- Exercise instructions -
From the line containing "of the farm" down to the last line of the material, return those lines verbatim and only those.
— START Dataset entries —
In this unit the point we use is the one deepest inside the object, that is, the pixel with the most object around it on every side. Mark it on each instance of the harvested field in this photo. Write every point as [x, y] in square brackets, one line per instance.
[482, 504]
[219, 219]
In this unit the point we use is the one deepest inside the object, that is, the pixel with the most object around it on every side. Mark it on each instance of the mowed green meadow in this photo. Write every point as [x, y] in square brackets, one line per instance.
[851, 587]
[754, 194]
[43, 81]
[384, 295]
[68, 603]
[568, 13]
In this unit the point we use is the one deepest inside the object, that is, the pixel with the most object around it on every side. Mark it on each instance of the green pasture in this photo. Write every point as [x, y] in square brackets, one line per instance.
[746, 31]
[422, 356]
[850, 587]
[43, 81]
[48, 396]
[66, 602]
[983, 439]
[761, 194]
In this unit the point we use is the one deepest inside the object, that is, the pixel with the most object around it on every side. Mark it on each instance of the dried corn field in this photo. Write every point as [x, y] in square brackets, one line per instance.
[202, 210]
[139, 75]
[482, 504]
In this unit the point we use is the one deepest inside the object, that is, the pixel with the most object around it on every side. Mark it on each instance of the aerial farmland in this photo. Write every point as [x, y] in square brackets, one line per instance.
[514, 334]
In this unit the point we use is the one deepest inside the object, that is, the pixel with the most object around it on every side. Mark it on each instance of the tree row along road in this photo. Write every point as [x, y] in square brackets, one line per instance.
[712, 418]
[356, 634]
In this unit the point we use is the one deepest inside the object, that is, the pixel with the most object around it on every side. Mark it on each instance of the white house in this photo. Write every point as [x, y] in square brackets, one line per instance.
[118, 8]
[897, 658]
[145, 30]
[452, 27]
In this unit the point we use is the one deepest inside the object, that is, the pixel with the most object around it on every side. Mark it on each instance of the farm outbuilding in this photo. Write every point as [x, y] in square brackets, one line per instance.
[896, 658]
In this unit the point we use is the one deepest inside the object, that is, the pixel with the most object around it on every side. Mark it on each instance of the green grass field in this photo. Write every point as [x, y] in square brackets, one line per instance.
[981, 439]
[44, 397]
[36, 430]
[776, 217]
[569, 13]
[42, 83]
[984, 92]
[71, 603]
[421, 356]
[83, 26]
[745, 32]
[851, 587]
— END Dataset entries —
- Exercise solution -
In this unit the point we use is the one deepest inside the object, that is, the pixel with the most object around it on every side. Mark it on each instance of the farm outbuilding in this photo. Write every point as [x, y] in square brackets, one line per instance.
[896, 658]
In this unit the point we use is the one deepest inside the object, that is, the pixel with the most object around it on every side. Mark it on each instance of the green grass field in this photo. Write every point as [x, y] in square brackets, one line per instance.
[981, 439]
[44, 397]
[36, 430]
[776, 217]
[569, 13]
[42, 83]
[984, 92]
[71, 603]
[421, 356]
[83, 26]
[745, 32]
[851, 587]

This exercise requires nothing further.